Pascagoula to review plans by plant to process chemicals
Published 11:55 pm Saturday, August 12, 2006
City officials plan a public hearing next week to review a planned First Chemical Corp. project that would truck telomer alcohol to its plant here for processing.
The hearing is planned at 6 p.m. Monday at City Hall.
First Chemical, a subsidiary of DuPont, plans to receive about a truckload a day of telomer alcohol from a DuPont plant in New Jersey.
At its plant in Pascagoula, perflourooctanoic acid, an unwanted byproduct in the process of making stain-resistant clothing and furniture, will chemically be eliminated and the telomer alcohol will be trucked back to New Jersey, officials said.
Because perflourooctanoic acid, also called PFOA or C-8, doesn’t disperse readily, “DuPont has committed to the U.S. EPA to virtually eliminate the sources of exposure to PFOA from our manufacturing operations and products by 2015,” said Nate Pepper, with DuPont’s public affairs division for the Gulf Coast region. “This project at Pascagoula is an important part of meeting that commitment.”

About this task
Continue the news article about the Pascagoula hearing on First Chemical's telomer alcohol project, starting after its final paragraph.

Data under study
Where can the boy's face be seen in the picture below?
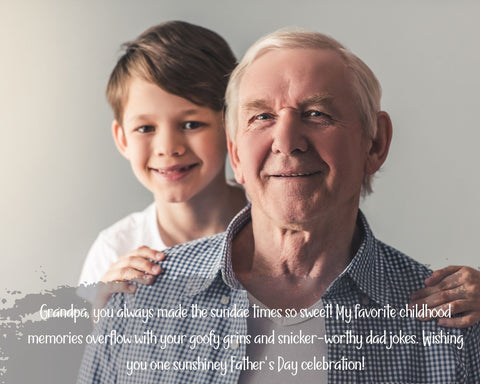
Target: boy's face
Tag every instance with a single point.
(176, 148)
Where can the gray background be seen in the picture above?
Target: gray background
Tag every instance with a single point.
(63, 181)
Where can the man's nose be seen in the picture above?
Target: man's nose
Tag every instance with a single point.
(169, 141)
(288, 135)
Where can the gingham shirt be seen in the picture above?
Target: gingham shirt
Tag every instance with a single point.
(200, 272)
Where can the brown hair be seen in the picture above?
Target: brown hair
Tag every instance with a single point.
(182, 58)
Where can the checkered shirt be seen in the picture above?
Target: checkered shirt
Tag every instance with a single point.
(200, 272)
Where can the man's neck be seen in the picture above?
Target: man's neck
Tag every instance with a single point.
(284, 267)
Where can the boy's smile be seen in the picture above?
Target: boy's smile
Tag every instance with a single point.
(176, 148)
(174, 173)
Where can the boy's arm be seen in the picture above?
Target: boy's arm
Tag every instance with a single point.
(471, 351)
(456, 286)
(138, 266)
(100, 360)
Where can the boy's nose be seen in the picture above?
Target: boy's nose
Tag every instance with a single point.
(169, 142)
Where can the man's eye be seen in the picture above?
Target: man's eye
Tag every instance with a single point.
(314, 113)
(192, 125)
(146, 129)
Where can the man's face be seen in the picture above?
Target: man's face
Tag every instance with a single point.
(300, 148)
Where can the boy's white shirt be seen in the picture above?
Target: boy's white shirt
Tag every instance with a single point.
(133, 231)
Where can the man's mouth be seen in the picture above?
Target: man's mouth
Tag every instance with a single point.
(296, 174)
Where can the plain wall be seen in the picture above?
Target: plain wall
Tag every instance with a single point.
(63, 181)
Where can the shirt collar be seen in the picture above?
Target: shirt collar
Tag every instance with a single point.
(367, 270)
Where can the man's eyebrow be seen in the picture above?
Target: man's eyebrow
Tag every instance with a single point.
(255, 104)
(319, 99)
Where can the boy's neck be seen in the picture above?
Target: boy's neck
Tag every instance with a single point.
(200, 216)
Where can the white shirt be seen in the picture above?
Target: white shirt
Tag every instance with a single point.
(133, 231)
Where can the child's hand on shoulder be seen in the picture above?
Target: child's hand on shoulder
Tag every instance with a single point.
(138, 266)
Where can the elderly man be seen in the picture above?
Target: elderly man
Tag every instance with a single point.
(326, 301)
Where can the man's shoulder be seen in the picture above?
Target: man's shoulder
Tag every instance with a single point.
(195, 257)
(402, 264)
(403, 274)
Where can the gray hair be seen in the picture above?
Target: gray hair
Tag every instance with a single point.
(366, 85)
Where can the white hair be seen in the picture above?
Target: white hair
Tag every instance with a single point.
(366, 85)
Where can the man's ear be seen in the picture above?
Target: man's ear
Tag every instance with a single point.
(234, 159)
(380, 143)
(119, 138)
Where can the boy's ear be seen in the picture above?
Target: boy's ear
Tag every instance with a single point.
(234, 159)
(380, 143)
(119, 138)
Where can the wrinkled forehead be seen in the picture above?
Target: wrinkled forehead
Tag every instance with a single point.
(287, 76)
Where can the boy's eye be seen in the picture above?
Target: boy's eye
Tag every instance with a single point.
(192, 125)
(146, 129)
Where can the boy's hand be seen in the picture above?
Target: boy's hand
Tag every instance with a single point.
(456, 286)
(138, 266)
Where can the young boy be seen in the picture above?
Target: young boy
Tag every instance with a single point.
(167, 95)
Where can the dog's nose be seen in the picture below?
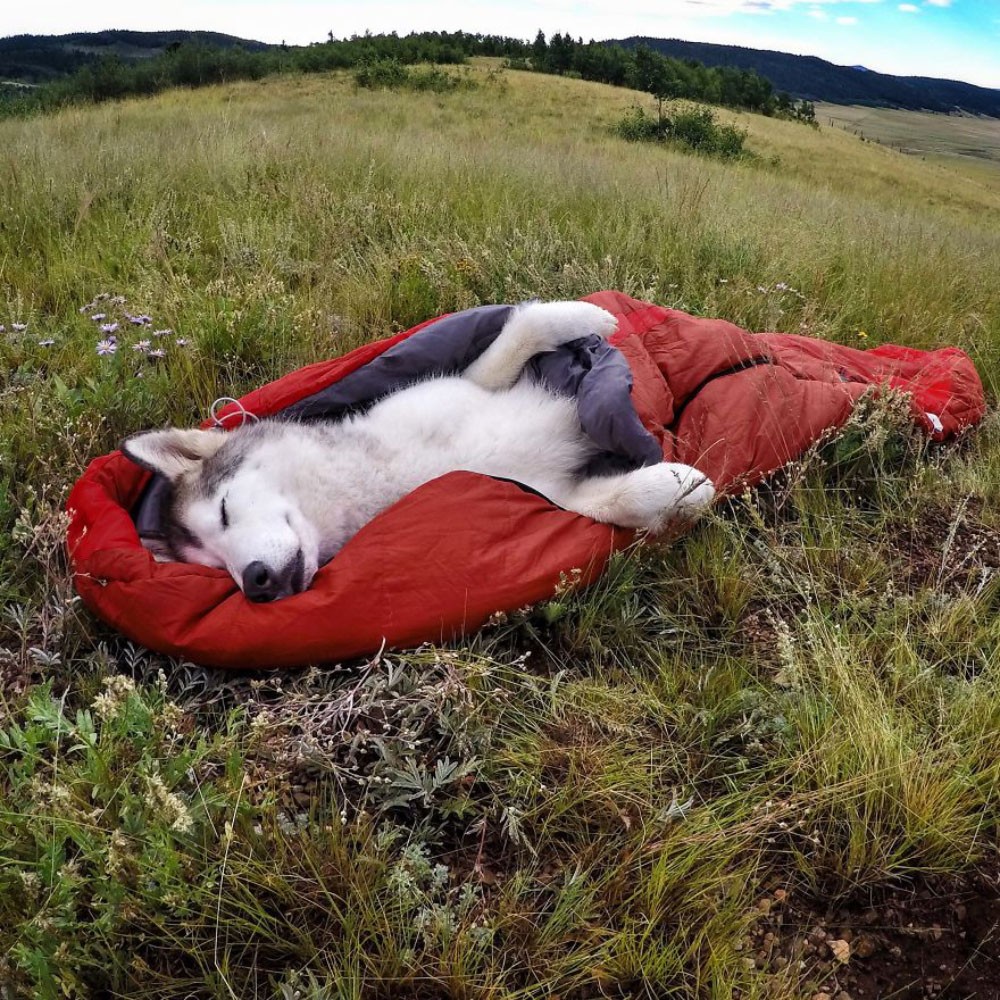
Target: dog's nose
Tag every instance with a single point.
(259, 583)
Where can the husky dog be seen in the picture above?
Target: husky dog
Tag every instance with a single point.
(273, 501)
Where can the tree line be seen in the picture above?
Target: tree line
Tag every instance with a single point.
(195, 64)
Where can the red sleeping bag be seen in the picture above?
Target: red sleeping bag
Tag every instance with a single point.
(443, 559)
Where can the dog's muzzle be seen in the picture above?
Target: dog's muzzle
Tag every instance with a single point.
(262, 584)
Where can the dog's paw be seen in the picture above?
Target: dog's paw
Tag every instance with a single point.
(551, 324)
(667, 495)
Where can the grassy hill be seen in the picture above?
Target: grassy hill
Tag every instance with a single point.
(760, 762)
(815, 79)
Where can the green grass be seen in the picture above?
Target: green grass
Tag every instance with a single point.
(946, 138)
(588, 797)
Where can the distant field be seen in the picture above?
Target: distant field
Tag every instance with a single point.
(920, 133)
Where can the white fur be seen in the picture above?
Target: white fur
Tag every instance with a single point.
(302, 491)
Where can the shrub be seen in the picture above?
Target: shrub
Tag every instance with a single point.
(381, 74)
(690, 125)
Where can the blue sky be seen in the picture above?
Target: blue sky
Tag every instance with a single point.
(956, 39)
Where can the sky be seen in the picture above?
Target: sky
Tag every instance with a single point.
(953, 39)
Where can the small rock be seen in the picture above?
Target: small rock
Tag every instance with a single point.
(865, 946)
(841, 951)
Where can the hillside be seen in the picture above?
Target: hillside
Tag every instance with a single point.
(814, 79)
(760, 761)
(39, 58)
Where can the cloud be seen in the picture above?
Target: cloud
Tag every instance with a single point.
(725, 8)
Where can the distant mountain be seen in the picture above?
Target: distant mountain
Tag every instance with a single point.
(814, 79)
(40, 58)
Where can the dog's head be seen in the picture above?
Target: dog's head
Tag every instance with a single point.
(233, 505)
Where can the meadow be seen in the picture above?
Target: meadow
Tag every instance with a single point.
(760, 762)
(944, 138)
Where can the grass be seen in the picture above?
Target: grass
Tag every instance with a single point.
(591, 797)
(944, 138)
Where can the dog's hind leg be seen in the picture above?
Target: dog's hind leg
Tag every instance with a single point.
(650, 497)
(533, 329)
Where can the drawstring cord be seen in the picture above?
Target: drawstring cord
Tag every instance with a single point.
(241, 411)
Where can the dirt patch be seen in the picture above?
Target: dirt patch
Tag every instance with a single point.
(949, 549)
(935, 940)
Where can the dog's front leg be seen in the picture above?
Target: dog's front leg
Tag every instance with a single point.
(533, 329)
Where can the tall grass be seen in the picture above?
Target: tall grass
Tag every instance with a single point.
(591, 796)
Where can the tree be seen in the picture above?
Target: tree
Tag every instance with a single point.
(539, 52)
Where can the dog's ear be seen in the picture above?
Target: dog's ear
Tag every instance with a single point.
(173, 452)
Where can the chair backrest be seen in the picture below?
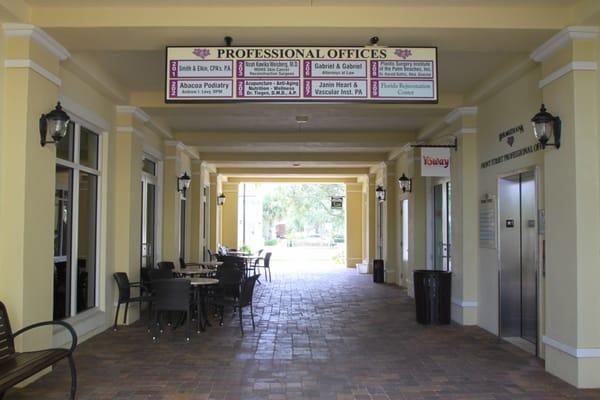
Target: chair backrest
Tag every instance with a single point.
(234, 261)
(160, 274)
(123, 284)
(7, 345)
(171, 294)
(247, 290)
(166, 265)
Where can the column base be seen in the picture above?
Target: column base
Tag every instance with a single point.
(463, 312)
(577, 366)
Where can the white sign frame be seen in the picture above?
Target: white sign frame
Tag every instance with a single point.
(398, 75)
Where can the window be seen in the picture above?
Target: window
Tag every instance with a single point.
(76, 222)
(442, 225)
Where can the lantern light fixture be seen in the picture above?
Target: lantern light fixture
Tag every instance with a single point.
(405, 183)
(380, 194)
(545, 126)
(55, 124)
(183, 183)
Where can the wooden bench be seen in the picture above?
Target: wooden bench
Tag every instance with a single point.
(16, 367)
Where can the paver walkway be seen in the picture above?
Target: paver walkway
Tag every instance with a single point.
(325, 334)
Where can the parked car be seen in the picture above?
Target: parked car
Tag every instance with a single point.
(314, 240)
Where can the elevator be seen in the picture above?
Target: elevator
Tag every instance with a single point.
(518, 234)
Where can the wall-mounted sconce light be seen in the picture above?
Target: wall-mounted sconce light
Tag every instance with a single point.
(380, 194)
(546, 125)
(183, 183)
(405, 183)
(54, 124)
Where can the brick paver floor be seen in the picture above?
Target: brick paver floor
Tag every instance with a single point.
(322, 334)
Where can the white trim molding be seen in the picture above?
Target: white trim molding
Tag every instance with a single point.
(38, 36)
(130, 129)
(163, 131)
(449, 119)
(576, 352)
(563, 37)
(464, 303)
(84, 113)
(464, 131)
(574, 66)
(135, 111)
(26, 63)
(459, 112)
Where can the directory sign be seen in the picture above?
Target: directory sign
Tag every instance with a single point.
(301, 74)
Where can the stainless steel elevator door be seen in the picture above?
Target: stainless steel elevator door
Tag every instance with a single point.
(518, 256)
(510, 256)
(529, 267)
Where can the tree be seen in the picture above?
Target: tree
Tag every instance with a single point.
(304, 208)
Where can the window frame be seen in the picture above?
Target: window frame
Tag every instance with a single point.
(77, 168)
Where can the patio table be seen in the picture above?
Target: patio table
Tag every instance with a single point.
(198, 284)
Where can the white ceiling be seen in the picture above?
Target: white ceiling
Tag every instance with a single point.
(292, 3)
(134, 56)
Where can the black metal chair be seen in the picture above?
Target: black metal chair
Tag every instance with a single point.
(266, 264)
(172, 295)
(159, 274)
(125, 295)
(184, 265)
(166, 265)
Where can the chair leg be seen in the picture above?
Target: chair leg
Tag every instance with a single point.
(73, 377)
(116, 316)
(188, 324)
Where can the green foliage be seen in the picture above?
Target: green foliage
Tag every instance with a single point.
(303, 208)
(339, 257)
(339, 238)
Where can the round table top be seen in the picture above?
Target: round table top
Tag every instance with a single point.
(203, 281)
(210, 263)
(195, 271)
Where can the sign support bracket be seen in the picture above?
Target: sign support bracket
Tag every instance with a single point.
(437, 146)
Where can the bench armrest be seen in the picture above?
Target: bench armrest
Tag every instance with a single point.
(64, 324)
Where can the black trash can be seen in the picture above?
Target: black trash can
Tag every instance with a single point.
(432, 296)
(378, 271)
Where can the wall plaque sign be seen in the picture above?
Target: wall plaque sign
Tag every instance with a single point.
(301, 74)
(337, 202)
(487, 222)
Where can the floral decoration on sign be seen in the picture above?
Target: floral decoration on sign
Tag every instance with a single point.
(403, 53)
(202, 53)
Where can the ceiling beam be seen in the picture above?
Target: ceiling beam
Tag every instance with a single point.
(290, 172)
(306, 139)
(381, 17)
(343, 157)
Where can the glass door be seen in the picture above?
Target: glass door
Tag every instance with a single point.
(441, 226)
(148, 234)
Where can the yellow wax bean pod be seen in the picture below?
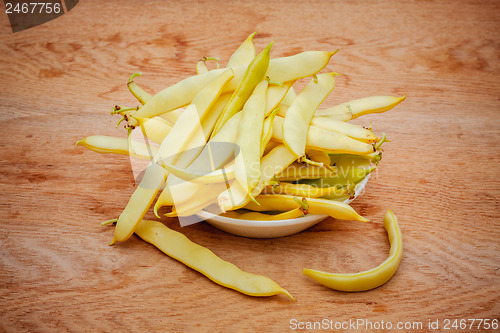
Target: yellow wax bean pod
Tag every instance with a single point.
(192, 150)
(176, 245)
(351, 130)
(139, 202)
(372, 278)
(216, 176)
(155, 129)
(271, 144)
(189, 124)
(244, 54)
(290, 97)
(319, 156)
(298, 66)
(267, 132)
(201, 66)
(301, 112)
(274, 162)
(247, 163)
(171, 116)
(280, 69)
(186, 190)
(256, 216)
(304, 171)
(184, 132)
(113, 145)
(177, 95)
(275, 94)
(142, 96)
(206, 196)
(282, 109)
(321, 139)
(359, 107)
(254, 74)
(279, 202)
(303, 190)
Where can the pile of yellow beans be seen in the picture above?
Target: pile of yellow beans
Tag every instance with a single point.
(240, 141)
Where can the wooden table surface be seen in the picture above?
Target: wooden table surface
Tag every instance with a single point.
(439, 174)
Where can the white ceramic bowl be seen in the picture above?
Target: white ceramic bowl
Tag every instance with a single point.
(270, 229)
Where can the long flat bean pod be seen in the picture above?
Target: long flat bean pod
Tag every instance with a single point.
(371, 278)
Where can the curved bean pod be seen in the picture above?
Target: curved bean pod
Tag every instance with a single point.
(279, 202)
(359, 107)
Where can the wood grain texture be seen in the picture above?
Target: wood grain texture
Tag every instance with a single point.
(439, 174)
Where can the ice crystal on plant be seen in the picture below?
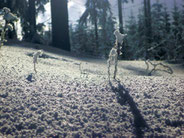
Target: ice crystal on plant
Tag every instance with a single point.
(119, 36)
(114, 53)
(35, 58)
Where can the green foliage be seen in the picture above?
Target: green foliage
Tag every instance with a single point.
(5, 23)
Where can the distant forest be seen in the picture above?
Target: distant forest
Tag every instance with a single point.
(155, 33)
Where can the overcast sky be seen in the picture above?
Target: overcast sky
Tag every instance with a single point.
(77, 7)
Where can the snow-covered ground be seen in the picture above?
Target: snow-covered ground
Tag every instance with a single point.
(70, 96)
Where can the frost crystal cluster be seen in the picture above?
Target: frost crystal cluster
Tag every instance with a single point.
(114, 53)
(35, 58)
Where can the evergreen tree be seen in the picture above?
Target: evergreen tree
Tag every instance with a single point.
(60, 27)
(176, 28)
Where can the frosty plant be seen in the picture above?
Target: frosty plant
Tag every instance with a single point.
(6, 18)
(35, 58)
(115, 52)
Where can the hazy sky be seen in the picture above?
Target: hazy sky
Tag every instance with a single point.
(77, 7)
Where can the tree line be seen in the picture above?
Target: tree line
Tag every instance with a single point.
(155, 33)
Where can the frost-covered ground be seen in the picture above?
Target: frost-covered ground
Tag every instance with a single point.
(70, 96)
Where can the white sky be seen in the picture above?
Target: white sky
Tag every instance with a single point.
(77, 7)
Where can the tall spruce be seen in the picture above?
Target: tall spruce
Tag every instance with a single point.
(60, 27)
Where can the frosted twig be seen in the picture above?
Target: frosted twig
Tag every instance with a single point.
(114, 53)
(35, 58)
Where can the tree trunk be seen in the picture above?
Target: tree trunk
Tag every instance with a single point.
(32, 18)
(120, 16)
(149, 21)
(95, 25)
(60, 27)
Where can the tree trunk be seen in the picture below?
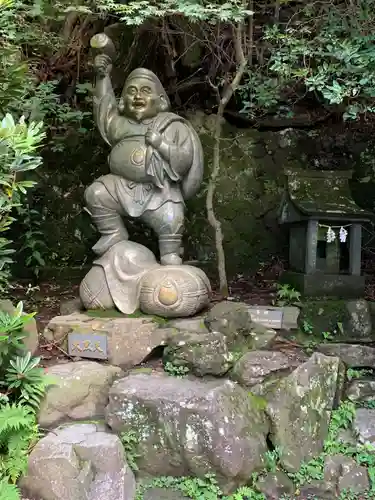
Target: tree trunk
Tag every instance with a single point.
(215, 172)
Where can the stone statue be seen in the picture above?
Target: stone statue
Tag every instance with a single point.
(156, 162)
(156, 159)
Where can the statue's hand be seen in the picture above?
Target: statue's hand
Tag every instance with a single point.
(102, 65)
(153, 138)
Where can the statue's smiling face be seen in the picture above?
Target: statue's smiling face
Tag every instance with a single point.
(140, 99)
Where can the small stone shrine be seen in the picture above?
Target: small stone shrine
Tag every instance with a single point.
(155, 165)
(325, 233)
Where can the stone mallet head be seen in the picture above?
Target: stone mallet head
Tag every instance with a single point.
(102, 44)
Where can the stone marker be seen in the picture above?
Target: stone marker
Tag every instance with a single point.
(79, 462)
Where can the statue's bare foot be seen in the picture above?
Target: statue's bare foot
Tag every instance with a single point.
(170, 259)
(106, 242)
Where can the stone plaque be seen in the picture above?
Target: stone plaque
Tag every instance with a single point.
(272, 317)
(88, 345)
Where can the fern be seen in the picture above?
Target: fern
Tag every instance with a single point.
(8, 491)
(18, 431)
(27, 380)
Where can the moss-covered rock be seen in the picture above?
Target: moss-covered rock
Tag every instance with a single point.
(190, 426)
(203, 354)
(80, 392)
(299, 408)
(264, 367)
(233, 320)
(343, 319)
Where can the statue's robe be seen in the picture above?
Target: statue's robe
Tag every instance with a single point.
(141, 178)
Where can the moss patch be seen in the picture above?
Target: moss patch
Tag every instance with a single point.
(114, 313)
(318, 316)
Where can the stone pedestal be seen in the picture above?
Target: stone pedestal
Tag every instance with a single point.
(129, 278)
(330, 285)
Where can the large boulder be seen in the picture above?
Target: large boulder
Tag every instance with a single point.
(361, 390)
(265, 367)
(359, 322)
(342, 474)
(202, 353)
(353, 355)
(79, 462)
(130, 340)
(364, 425)
(299, 408)
(80, 392)
(347, 319)
(190, 427)
(233, 319)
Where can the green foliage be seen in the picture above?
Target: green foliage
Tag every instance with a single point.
(8, 491)
(129, 441)
(137, 12)
(195, 488)
(324, 49)
(23, 385)
(287, 295)
(12, 334)
(175, 371)
(18, 431)
(26, 380)
(18, 143)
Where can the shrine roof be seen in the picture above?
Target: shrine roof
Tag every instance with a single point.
(323, 194)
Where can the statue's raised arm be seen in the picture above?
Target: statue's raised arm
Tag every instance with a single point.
(106, 112)
(156, 159)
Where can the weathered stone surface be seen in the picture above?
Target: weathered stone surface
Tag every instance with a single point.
(233, 320)
(361, 390)
(353, 355)
(275, 485)
(203, 354)
(190, 427)
(71, 306)
(80, 393)
(31, 341)
(129, 340)
(316, 491)
(364, 425)
(163, 494)
(79, 462)
(359, 323)
(195, 324)
(299, 408)
(256, 367)
(289, 319)
(342, 473)
(354, 479)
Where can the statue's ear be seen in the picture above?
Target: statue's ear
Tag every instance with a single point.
(163, 103)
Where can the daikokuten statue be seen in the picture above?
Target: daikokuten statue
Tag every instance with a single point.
(156, 163)
(156, 159)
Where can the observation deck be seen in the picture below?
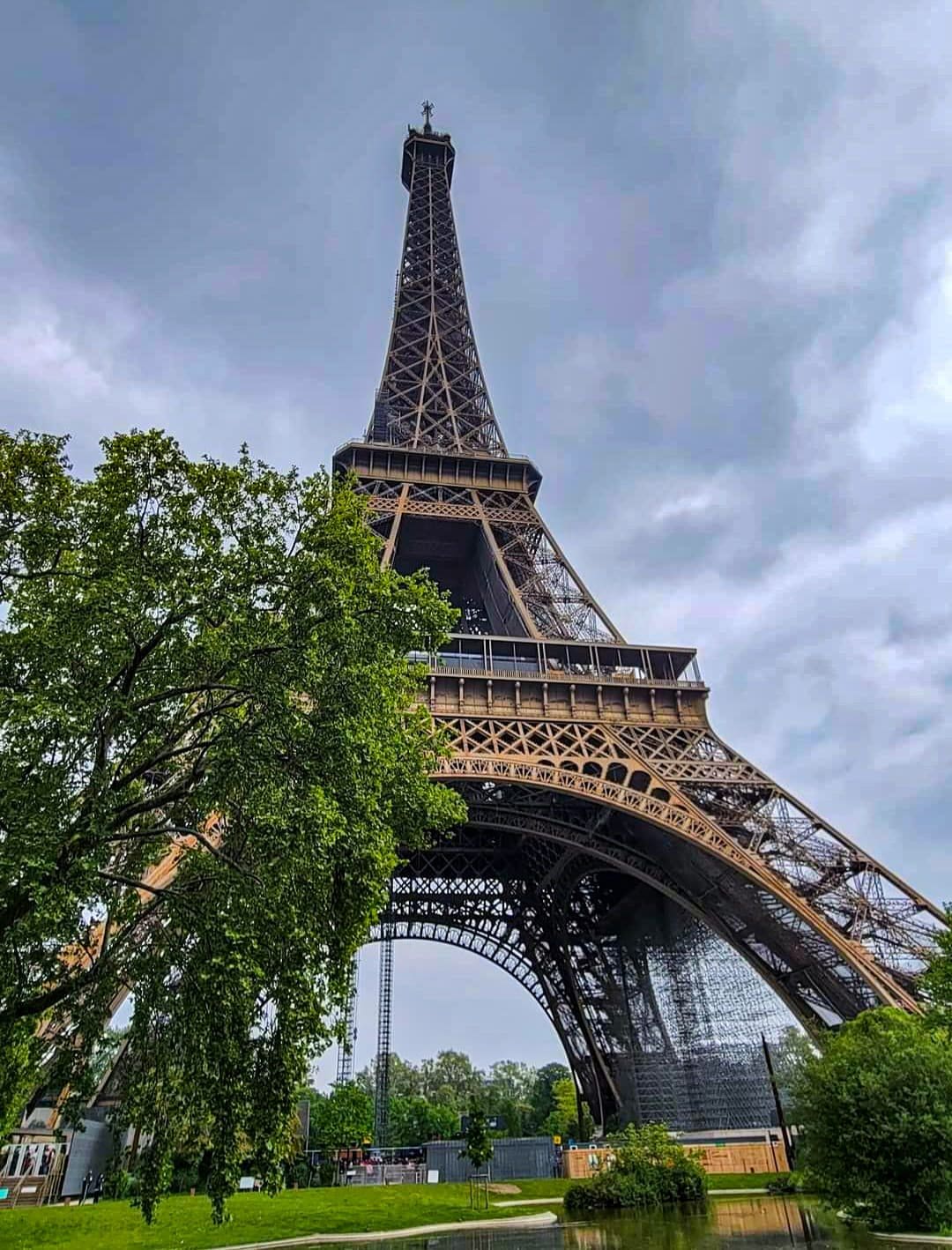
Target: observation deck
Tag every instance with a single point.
(479, 674)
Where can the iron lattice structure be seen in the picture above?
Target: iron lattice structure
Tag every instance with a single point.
(661, 897)
(385, 1001)
(347, 1044)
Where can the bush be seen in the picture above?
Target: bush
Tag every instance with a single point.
(649, 1169)
(876, 1109)
(784, 1183)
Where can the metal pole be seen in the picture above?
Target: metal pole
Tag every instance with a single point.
(778, 1104)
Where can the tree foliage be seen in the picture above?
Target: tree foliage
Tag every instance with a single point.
(876, 1109)
(415, 1120)
(203, 666)
(562, 1120)
(647, 1169)
(478, 1136)
(343, 1118)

Expected output
James Freeman, plant manager of First Chemical, said it was normal practice to send material from one DuPont plant to another for processing.
He said new technology will chemically destroy all but a small amount of the PFOA. Over the course of a year, emissions will be about a tenth of a pound of PFOA in the air and two pounds or less discharged into the city water system.
Becky Gillette, co-chairman of the South Mississippi Sierra Club, said she’s worried about the PFOA emissions.
Although the Environmental Protection Agency said in January there are no known human health risks from PFOA, Gillette counters that those who have worked with PFOA and lived near DuPont plants where it is manufactured have experienced health problems, including cancer. She wants the Pascagoula City Council to reject First Chemical’s plan.
An open permit board hearing to review First Chemical’s PFOA project was held by the Mississippi Department of Environmental Quality on June 6.
“No, it isn’t a normal procedure,” said Jerry Cain, director of the MDEQ’s Office of Pollution Control.
Local interest and opposition to the project triggered the upcoming public hearing.
First Chemical welcomes the public meeting with the Pascagoula City Council, Freeman said.
“There are a lot of misconceptions and misinformation about the project,” he said.
Gillette said Sierra Club members will attend the session to voice opposition.